# Requirements
Render the listing below as a numbered list, leaving out any blank lines.
★ ★ ★ ★
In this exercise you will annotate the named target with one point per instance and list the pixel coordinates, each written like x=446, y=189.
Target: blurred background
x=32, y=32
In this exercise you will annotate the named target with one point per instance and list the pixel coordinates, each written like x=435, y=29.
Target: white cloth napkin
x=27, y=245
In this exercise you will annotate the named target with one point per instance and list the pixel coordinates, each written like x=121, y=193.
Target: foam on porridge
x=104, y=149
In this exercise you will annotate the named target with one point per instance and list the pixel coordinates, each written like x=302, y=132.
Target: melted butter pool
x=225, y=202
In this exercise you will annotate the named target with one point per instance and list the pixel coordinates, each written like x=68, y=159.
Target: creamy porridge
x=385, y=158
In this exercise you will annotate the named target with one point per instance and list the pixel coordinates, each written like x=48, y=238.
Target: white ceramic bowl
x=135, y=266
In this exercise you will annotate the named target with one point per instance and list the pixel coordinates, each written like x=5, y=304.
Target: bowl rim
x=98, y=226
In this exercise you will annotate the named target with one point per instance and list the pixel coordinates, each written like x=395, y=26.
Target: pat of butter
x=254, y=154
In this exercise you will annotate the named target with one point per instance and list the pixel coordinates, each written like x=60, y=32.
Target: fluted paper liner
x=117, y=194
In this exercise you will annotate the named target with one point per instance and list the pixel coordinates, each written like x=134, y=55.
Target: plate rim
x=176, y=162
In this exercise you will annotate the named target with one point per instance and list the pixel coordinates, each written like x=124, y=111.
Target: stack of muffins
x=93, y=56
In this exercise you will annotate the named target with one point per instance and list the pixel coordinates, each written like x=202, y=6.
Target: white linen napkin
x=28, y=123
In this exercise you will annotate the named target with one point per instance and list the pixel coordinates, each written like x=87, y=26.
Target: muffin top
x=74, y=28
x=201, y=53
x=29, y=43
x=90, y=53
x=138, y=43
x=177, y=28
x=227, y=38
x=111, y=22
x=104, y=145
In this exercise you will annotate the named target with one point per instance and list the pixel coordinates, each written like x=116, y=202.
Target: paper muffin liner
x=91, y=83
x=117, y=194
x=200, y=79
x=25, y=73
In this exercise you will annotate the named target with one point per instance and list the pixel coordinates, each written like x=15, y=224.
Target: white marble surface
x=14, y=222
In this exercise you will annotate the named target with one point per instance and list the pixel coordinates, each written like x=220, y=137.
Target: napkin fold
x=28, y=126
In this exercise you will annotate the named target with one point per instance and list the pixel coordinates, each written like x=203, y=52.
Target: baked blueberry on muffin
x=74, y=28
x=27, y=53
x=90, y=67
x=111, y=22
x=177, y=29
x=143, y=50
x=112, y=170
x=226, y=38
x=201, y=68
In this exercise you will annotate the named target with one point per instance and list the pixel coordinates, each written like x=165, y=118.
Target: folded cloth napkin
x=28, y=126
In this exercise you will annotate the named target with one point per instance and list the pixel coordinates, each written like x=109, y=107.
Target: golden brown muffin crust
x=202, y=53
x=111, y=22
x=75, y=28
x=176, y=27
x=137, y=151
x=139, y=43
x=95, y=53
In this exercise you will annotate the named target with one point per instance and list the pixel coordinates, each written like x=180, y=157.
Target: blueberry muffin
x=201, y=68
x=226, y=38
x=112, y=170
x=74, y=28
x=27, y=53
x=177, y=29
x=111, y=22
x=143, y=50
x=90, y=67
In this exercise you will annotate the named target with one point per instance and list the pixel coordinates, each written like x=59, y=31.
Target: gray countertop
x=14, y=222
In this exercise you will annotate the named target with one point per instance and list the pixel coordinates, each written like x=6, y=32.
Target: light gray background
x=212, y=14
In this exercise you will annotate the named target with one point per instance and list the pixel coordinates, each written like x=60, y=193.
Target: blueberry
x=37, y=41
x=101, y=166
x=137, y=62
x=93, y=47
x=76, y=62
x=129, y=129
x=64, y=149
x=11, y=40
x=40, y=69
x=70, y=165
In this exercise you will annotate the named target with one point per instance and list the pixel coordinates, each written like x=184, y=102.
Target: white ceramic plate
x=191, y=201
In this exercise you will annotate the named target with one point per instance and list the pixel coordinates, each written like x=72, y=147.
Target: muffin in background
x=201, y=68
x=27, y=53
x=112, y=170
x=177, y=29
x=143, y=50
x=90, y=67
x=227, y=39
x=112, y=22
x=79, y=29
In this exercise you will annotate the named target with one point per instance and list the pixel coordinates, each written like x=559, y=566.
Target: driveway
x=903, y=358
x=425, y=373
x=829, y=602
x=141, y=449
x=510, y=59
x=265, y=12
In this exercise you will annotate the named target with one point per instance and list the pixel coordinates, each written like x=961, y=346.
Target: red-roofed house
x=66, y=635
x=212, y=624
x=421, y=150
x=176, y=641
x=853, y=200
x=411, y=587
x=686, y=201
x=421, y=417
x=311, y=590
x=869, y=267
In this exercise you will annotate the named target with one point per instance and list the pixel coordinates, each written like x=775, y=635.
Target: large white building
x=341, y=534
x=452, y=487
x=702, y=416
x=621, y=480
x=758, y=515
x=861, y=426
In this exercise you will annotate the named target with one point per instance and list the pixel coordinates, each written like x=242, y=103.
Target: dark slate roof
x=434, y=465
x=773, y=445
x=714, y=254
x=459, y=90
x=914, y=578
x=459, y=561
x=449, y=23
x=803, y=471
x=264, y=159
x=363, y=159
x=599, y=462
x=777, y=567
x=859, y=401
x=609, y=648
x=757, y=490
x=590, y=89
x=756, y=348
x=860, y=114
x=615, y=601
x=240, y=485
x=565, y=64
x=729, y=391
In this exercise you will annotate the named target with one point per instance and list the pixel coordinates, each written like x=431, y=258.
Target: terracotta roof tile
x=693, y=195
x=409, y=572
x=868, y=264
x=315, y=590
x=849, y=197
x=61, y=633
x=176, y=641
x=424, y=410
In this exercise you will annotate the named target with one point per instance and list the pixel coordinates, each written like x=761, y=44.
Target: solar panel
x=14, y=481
★ ★ ★ ★
# Right answer
1. In this exercise you will annotate the named target with one point per instance and list the pixel coordinates, each written like x=446, y=189.
2. Target: blurred background
3. x=32, y=32
4. In this exercise you will annotate the named target with one point per instance and list the pixel coordinates, each written like x=435, y=29.
5. Target: white cloth napkin
6. x=27, y=245
7. In this exercise you will annotate the named target with one point per instance and list the pixel coordinates, each written like x=121, y=193.
8. Target: foam on porridge
9. x=104, y=149
10. In this exercise you will annotate the named target with one point per instance and list the pixel coordinates, each written like x=302, y=132.
11. Target: melted butter pool
12. x=225, y=202
13. In this exercise you will annotate the named target with one point per instance and list the pixel coordinates, each written like x=68, y=159.
14. Target: creamy porridge
15. x=385, y=158
16. In this exercise you will annotate the named target with one point per instance and list the pixel coordinates, each written like x=48, y=238.
17. Target: white ceramic bowl
18. x=135, y=266
19. In this exercise you will annotate the named target with one point per instance and list the pixel coordinates, each written like x=5, y=304.
20. Target: bowl rim
21. x=98, y=226
22. In this exercise you will annotate the named target with one point per instance and list the pixel coordinates, each written like x=395, y=26.
23. Target: pat of butter
24. x=254, y=154
25. In this exercise you will annotate the named target with one point per instance and list the pixel coordinates, each written like x=60, y=32.
26. Target: fluted paper liner
27. x=117, y=194
28. In this exercise you will annotate the named target with one point per instance and list the pixel coordinates, each written like x=134, y=55.
29. Target: plate rim
30. x=176, y=162
31. In this exercise you will annotate the named target with one point per instance and list the pixel coordinates, each written like x=124, y=111.
32. Target: stack of muffins
33. x=93, y=56
34. In this exercise you will annotate the named target with one point per instance and list the pixel coordinates, each written like x=202, y=6.
35. Target: white linen napkin
36. x=28, y=123
37. In this exercise you will annotate the named target with one point per instance and list the pixel coordinates, each written like x=87, y=26.
38. Target: muffin top
39. x=74, y=28
40. x=201, y=53
41. x=29, y=43
42. x=90, y=53
43. x=138, y=43
44. x=177, y=28
45. x=227, y=38
46. x=111, y=22
47. x=104, y=145
48. In this exercise you will annotate the named target with one point per instance and list the pixel coordinates, each written like x=116, y=202.
49. Target: paper muffin liner
50. x=91, y=83
51. x=117, y=194
52. x=200, y=79
53. x=25, y=73
54. In this exercise you will annotate the named target with one point per instance and list the pixel coordinates, each written like x=15, y=224.
55. Target: white marble surface
56. x=14, y=222
57. In this exercise you will annotate the named target with one point per instance and list the pixel coordinates, each written like x=220, y=137.
58. Target: napkin fold
59. x=28, y=126
60. In this exercise you will annotate the named target with one point per instance and list the pixel coordinates, each written like x=203, y=52.
61. Target: baked blueberry on muffin
62. x=74, y=28
63. x=27, y=53
64. x=90, y=67
65. x=111, y=22
66. x=177, y=29
67. x=143, y=50
68. x=112, y=170
69. x=226, y=38
70. x=201, y=68
71. In this exercise you will annotate the named target with one point per instance and list the pixel coordinates, each written like x=165, y=118.
72. Target: folded cloth napkin
73. x=28, y=126
74. In this exercise you will annotate the named target with one point per instance and list the pixel coordinates, each written like x=109, y=107.
75. Target: golden brown muffin crust
76. x=202, y=53
77. x=111, y=22
78. x=75, y=28
79. x=176, y=27
80. x=137, y=151
81. x=139, y=43
82. x=95, y=53
83. In this exercise you will annotate the named target with one point per instance and list the pixel coordinates, each written like x=180, y=157.
84. Target: blueberry muffin
85. x=201, y=68
86. x=226, y=38
87. x=112, y=170
88. x=74, y=28
89. x=27, y=53
90. x=177, y=29
91. x=111, y=22
92. x=143, y=50
93. x=90, y=67
94. In this exercise you will annotate the named target with one point per instance and list the pixel coordinates, each written like x=59, y=31.
95. Target: gray countertop
96. x=14, y=222
97. In this exercise you will annotate the named target with one point per instance and list the pixel coordinates, each written like x=6, y=32.
98. Target: light gray background
99. x=212, y=14
100. In this exercise you will annotate the named target with one point per instance and list the pixel coordinates, each written like x=60, y=193.
101. Target: blueberry
102. x=37, y=41
103. x=101, y=166
104. x=137, y=62
105. x=93, y=47
106. x=76, y=62
107. x=129, y=129
108. x=64, y=149
109. x=11, y=40
110. x=40, y=69
111. x=70, y=165
112. In this exercise you will annotate the named target with one point per instance and list the pixel coordinates, each written like x=184, y=102.
113. Target: white ceramic plate
114. x=191, y=201
115. In this exercise you will annotate the named target with one point per instance and list the pixel coordinates, each written like x=72, y=147.
116. Target: muffin in background
117. x=201, y=68
118. x=27, y=53
119. x=112, y=170
120. x=177, y=29
121. x=143, y=50
122. x=90, y=67
123. x=227, y=39
124. x=112, y=22
125. x=79, y=29
126. In this exercise you will annotate the named target with one point per instance and list the pixel coordinates, each written like x=559, y=566.
127. Target: driveway
128. x=903, y=358
129. x=425, y=373
130. x=829, y=602
131. x=141, y=449
132. x=510, y=59
133. x=265, y=12
134. In this exercise you will annotate the named target with one point per instance and list the pixel coordinates, each written like x=961, y=346.
135. Target: red-roofed house
136. x=66, y=635
137. x=212, y=624
138. x=421, y=150
139. x=176, y=641
140. x=853, y=200
141. x=411, y=587
142. x=686, y=201
143. x=421, y=417
144. x=311, y=590
145. x=869, y=267
146. In this exercise you will annotate the named target with one point per instance and list the pixel coordinates, each written like x=775, y=635.
147. Target: large white building
148. x=341, y=534
149. x=452, y=487
150. x=702, y=416
151. x=621, y=480
152. x=758, y=515
153. x=861, y=426
154. In this exercise you will annotate the named target with one point per instance and list the pixel coordinates, each written like x=242, y=103.
155. Target: dark slate roof
156. x=434, y=465
157. x=773, y=445
158. x=714, y=254
159. x=459, y=90
160. x=914, y=578
161. x=459, y=561
162. x=449, y=23
163. x=803, y=471
164. x=264, y=159
165. x=363, y=159
166. x=599, y=462
167. x=777, y=567
168. x=859, y=401
169. x=609, y=648
170. x=757, y=490
171. x=590, y=89
172. x=756, y=348
173. x=860, y=114
174. x=615, y=601
175. x=240, y=485
176. x=565, y=64
177. x=729, y=391
178. In this exercise you will annotate the named target with one point per instance and list the pixel coordinates, each written like x=431, y=258.
179. Target: terracotta roof tile
180. x=693, y=195
181. x=409, y=572
182. x=868, y=264
183. x=315, y=590
184. x=849, y=197
185. x=61, y=633
186. x=176, y=641
187. x=424, y=410
188. In this exercise you will annotate the named target with one point per instance and list the pixel coordinates, each written like x=761, y=44.
189. Target: solar panel
190. x=14, y=481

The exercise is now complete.